# [Stated goal]
Reproduce each of the rows below verbatim, with every character unchanged. Omit the pictures from your reproduction.

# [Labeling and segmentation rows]
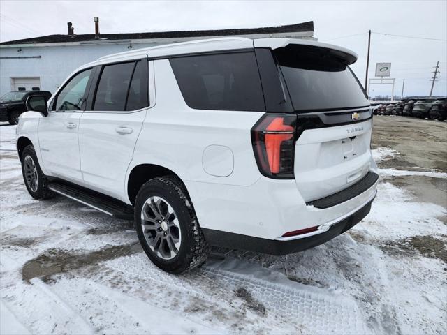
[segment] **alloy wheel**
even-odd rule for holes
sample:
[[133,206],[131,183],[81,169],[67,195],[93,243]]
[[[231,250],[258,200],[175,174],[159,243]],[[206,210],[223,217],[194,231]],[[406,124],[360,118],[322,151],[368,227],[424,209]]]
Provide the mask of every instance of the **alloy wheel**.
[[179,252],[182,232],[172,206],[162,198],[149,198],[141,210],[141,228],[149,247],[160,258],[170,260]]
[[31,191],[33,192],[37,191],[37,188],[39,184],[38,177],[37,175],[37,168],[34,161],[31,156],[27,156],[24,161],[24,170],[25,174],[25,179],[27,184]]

# [Reply to the task]
[segment] **alloy wheel**
even-odd rule for holes
sample:
[[133,206],[131,183],[81,169],[67,195],[93,243]]
[[[231,250],[258,200],[175,174],[159,243]],[[206,210],[223,217],[194,231]],[[406,124],[360,118],[322,151],[368,227],[424,209]]]
Provide the mask of every instance of the **alloy wheel**.
[[179,252],[182,232],[172,206],[162,198],[149,198],[141,210],[141,228],[149,247],[160,258],[170,260]]
[[31,191],[33,192],[37,191],[37,188],[39,184],[38,177],[37,175],[37,168],[34,161],[31,156],[27,156],[24,161],[24,170],[25,174],[25,179],[27,184]]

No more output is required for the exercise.